**PROBLÈMES ET EXERCICES**
- a) D'après le texte sur les élections au Burundi, combien de jours de quarantaine le gouvernement burundais voulait-il imposer aux observateurs de la communauté Est Africaine ?
- b) Recopiez, dans le texte sur les élections au Burundi, le passage qui va de "Le Burundi prend" jusqu'à "législatives et communales.".
- c) Rédigez la suite du texte sur les élections au Burundi.
------ TEXTE PROPOSÉ ------
Les élections à huis clos

Le Burundi prend un engagement inédit. Les jours se comptent aux doigts, le rendez-vous longtemps attendu approche, le 20 mai. Les citoyens burundais en âge de voter vont se diriger aux urnes dans une combinaison de trois scrutins à savoir : les élections présidentielles, législatives et communales. 

Cependant, au moment où nous étions habitués à des élections observées par différentes organisations tant nationales qu’internationales, le rendez-vous du 20 mai sera purement et simplement burundo-burundais. Aucun observateur de l'extérieur, pas même de la communauté Est Africaine qui vient de recevoir une note écrite de la part du gouvernement burundais à moins de 10 jours des élections lui signifiant que ses observateurs seraient soumis à une quarantaine de 14 jours au moment où cette communauté décidait de les envoyer, et cela en raison de la pandémie du Covid-19. 

Face à cette décision, l'EAC n'aura donc que deux choix, à savoir celui d'annuler sa mission d'observation ou de déléguer les observateurs choisis parmi ceux qui vivent sur le sol burundais. Ce qui pourrait susciter des inquiétudes surtout en ce qui concerne la neutralité des observateurs issus de ce choix. Au cas où l'EAC décide d'abandonner cette mission d'observation, les élections de mai 2020 seront des élections du parti Cndd-Fdd qui sera à la fois compétiteur et arbitre. 

Cela aura sans doute des conséquences sur la crédibilité des résultats des urnes sachant que la CENI, organe régulateur est taxée d'être un organe du parti au pouvoir et qu'elle ferme l'œil sur les violations du code électoral commis par les membres du parti au pouvoir. En effet, le parti CNL d'Agathon Rwasa, principal rival du CNDD-FDD, a déjà annoncé que depuis le lancement de la campagne électorale, plus de 200 de ses militants ont été emprisonnés au moment où deux ont été tués et deux autres portés disparus. Ce parti dénonce aussi les cas d'enlèvements de certains de ses membres, en particulier les leaders de ce parti au niveau des collines et des communes, des enlèvements qu'ils mettent sur le dos des membres du parti au pouvoir. " Toutes ces bavures sont commises par les membres du parti au pouvoir, sous l'œil complice des autorités administratives ", a déclaré Térence Manirambona, porte-parole du CNL dans une conférence de presse qu'il a tenue le 8 mai 2020.
------ ENREGISTREMENTS FOURNIS ------
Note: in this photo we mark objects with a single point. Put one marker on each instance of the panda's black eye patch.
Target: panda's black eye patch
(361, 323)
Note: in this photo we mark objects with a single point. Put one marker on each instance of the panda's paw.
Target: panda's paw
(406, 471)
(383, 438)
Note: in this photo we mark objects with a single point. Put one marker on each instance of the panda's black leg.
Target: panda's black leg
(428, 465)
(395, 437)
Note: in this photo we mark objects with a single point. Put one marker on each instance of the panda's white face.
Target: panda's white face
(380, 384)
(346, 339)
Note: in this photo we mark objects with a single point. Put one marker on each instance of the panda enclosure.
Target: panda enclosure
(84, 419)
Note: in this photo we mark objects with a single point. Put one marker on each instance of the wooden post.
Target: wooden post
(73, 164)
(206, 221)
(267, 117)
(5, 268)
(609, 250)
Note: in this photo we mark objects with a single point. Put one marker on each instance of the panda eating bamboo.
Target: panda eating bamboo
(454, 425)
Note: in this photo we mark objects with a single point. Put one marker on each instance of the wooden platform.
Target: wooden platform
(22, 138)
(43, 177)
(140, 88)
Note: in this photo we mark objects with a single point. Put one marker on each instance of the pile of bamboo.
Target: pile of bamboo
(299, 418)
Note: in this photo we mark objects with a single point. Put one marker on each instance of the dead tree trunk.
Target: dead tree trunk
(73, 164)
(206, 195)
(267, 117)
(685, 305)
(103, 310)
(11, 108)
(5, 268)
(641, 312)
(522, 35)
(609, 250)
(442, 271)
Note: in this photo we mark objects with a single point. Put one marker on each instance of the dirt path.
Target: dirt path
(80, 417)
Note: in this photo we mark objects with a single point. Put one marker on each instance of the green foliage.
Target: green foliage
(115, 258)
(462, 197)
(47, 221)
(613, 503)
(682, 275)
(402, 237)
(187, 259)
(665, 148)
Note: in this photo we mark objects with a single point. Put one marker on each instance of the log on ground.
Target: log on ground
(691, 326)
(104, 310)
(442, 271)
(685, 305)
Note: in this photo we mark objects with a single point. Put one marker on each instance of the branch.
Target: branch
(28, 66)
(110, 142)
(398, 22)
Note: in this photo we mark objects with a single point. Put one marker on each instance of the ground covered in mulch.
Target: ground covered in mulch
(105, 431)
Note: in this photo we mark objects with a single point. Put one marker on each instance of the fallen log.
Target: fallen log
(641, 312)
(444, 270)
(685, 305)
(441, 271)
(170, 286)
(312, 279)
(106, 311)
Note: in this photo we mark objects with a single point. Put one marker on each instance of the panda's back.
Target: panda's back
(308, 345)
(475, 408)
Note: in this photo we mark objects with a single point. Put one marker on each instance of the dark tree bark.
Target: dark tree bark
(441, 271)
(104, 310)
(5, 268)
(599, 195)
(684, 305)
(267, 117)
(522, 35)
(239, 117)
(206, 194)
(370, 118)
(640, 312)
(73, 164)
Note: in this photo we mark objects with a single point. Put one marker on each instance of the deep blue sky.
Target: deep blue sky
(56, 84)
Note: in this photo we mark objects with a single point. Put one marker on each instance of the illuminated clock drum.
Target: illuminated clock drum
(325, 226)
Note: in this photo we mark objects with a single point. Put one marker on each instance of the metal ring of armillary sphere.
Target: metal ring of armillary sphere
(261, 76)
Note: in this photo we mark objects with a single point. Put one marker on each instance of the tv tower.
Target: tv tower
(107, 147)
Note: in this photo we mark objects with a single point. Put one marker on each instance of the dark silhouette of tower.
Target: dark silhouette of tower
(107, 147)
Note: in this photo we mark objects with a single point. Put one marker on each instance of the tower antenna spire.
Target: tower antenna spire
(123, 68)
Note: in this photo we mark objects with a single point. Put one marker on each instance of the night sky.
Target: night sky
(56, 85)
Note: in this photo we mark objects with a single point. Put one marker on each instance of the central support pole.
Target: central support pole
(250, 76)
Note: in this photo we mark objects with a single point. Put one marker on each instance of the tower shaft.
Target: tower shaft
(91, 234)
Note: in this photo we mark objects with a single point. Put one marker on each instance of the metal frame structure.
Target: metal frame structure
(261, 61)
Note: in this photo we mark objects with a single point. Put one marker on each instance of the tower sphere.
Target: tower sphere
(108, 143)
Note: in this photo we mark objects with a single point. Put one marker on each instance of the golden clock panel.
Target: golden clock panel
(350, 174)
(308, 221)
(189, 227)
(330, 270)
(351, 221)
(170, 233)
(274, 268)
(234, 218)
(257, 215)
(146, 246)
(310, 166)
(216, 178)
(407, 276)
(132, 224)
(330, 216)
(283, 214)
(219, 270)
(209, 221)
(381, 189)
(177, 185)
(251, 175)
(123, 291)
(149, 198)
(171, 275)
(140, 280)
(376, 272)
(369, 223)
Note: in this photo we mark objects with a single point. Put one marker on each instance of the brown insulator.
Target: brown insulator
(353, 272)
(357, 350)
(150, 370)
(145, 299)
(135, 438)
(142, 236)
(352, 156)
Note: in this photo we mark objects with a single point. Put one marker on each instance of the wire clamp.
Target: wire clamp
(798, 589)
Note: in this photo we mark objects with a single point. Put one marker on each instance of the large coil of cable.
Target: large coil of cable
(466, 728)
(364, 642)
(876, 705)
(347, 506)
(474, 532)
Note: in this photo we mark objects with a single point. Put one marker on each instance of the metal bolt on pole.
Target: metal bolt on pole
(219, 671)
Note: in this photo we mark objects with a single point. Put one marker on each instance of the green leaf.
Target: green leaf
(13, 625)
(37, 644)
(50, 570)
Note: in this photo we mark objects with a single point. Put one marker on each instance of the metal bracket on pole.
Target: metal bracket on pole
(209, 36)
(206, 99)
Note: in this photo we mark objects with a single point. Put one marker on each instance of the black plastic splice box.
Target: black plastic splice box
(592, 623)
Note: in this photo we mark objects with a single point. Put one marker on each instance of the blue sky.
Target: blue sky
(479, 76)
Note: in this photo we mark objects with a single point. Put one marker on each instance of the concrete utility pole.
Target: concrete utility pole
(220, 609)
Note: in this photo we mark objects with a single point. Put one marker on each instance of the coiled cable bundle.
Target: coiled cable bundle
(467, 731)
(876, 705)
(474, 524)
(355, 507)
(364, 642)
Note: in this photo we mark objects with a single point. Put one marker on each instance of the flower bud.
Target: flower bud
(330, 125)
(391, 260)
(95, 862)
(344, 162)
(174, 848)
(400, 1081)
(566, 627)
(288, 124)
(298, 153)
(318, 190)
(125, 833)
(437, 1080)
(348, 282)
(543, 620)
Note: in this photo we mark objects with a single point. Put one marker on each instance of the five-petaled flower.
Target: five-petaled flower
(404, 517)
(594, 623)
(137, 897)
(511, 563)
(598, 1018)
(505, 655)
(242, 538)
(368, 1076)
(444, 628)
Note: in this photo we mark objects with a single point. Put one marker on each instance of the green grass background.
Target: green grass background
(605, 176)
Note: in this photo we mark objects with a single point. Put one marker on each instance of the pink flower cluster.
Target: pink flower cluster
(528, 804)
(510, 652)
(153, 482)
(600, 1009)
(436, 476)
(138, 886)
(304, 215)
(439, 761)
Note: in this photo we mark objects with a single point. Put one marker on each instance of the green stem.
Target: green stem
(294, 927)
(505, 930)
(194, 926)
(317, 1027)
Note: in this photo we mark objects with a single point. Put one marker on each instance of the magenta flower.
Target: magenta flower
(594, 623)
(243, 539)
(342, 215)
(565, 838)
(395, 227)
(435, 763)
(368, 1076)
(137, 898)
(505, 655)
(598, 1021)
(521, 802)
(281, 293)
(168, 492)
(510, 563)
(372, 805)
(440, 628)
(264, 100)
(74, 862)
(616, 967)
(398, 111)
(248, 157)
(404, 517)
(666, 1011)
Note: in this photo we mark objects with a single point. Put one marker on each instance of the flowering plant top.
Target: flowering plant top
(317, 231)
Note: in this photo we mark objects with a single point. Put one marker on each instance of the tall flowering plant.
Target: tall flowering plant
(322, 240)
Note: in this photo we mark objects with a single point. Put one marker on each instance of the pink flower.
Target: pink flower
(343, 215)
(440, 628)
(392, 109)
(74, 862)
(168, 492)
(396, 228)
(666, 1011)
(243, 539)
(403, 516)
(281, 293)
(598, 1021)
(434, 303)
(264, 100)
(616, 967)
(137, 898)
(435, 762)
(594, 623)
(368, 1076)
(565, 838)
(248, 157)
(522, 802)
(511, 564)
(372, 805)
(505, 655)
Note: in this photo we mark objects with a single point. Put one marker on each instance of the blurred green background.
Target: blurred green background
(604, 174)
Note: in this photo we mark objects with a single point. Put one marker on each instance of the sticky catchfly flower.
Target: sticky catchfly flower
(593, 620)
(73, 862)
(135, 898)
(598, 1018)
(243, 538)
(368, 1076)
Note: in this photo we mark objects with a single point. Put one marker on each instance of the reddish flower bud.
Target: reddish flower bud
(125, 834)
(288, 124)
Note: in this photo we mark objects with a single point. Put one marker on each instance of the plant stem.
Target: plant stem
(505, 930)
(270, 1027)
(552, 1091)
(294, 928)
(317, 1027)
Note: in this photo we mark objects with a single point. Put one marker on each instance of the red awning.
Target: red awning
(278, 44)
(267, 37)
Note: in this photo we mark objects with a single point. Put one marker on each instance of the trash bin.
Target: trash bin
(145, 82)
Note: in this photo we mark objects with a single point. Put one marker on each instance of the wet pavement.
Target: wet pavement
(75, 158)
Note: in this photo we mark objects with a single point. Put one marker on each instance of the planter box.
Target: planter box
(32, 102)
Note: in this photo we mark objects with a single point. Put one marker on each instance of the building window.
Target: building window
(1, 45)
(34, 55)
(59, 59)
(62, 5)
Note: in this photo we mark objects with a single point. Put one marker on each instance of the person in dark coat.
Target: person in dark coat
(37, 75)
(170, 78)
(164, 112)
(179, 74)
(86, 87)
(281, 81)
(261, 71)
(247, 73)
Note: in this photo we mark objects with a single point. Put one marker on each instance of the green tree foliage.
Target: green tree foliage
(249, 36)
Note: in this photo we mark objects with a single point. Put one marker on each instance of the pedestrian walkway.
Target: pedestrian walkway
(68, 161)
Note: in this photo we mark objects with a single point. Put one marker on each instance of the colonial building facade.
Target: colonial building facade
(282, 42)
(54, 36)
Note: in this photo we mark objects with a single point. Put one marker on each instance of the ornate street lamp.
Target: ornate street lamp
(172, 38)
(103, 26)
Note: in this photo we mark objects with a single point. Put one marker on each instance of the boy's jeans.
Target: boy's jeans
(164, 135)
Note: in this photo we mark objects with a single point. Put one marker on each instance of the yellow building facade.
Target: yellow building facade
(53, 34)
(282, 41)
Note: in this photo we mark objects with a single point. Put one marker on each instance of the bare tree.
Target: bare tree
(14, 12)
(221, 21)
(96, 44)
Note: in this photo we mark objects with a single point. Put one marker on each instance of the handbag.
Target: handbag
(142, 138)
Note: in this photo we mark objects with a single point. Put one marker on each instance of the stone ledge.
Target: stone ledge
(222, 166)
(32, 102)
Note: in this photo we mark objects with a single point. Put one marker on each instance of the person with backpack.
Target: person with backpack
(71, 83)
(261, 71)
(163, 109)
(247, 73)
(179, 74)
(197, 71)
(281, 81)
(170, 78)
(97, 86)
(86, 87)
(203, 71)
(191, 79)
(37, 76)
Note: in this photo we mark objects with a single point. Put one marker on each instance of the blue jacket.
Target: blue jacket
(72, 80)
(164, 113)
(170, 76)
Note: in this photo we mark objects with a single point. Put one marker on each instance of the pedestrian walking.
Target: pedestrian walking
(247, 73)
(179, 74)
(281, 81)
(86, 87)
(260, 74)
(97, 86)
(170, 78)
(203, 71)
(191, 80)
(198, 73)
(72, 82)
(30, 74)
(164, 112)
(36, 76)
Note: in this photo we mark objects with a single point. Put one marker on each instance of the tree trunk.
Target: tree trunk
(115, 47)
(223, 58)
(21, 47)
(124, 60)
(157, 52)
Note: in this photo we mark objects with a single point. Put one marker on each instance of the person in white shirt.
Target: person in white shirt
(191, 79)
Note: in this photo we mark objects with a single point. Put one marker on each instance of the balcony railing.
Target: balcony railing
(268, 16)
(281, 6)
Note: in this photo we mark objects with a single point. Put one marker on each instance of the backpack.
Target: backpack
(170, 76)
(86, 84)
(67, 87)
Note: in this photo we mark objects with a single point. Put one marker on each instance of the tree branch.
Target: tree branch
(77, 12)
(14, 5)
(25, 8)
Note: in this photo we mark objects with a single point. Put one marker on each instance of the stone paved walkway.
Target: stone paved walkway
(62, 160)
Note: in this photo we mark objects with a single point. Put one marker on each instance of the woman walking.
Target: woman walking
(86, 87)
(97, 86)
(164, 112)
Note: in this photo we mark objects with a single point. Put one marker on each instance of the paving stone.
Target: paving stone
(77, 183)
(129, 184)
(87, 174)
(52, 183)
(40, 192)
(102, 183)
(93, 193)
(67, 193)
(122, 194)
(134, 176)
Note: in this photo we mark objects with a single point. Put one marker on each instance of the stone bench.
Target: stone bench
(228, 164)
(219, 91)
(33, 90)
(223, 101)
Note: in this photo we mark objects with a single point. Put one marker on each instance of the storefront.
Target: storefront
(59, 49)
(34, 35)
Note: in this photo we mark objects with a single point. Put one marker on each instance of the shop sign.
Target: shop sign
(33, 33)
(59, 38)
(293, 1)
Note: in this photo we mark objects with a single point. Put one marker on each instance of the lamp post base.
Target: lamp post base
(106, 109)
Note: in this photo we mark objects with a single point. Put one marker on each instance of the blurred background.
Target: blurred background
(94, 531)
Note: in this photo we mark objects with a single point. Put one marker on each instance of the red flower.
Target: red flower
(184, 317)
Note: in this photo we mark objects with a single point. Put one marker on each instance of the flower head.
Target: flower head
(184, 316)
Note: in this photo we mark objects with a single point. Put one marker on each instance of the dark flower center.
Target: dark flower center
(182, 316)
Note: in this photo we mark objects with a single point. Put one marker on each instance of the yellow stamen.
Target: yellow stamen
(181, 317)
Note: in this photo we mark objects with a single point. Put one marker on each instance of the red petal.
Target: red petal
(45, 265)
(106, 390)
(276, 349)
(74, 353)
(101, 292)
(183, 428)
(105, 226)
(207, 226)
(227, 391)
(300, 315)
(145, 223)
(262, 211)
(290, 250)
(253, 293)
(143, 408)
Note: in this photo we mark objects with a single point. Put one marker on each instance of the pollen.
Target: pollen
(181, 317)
------
**RÉPONSES PAR EXERCICE**
- a) Une quarantaine de 14 jours.

- b)
Le Burundi prend un engagement inédit. Les jours se comptent aux doigts, le rendez-vous longtemps attendu approche, le 20 mai. Les citoyens burundais en âge de voter vont se diriger aux urnes dans une combinaison de trois scrutins à savoir : les élections présidentielles, législatives et communales.

- c)
Il appelle la CENI à suivre scrupuleusement et faire respecter le code électoral et à manifester sa neutralité. Quant à la coalition KIRA-Burundi, elle accuse la CENI d'entretenir l'opacité sur le fichier électoral, les listes des électeurs n'étant pas affichées aux bureaux de vote. D'où risque de chiffres manipulés. Elle alerte donc sur " les risques d'un scrutin émaillé d'injustice et de partialité ".

Et Domitien Ndayizeye qui représente cette coalition aux présidentielles 2020 de s'interroger sur ce que cacherait la nouvelle carte d'électeur. 

Cela suscite des inquiétudes et le climat de peur parmi la population qui craint le pire pendant et après ces élections qui s'annoncent déjà très tendues. Comme d'aucuns le savent, les élections au Burundi ont été toujours à l'origine des crises qui ont secoué le pays à des périodes différentes. Difficile de prédire le contraire pour ce prochain rendez-vous. Certains analystes indépendants n'hésitent même pas de prédire que le lendemain des élections prochaines pourrait être noir pour le Burundi.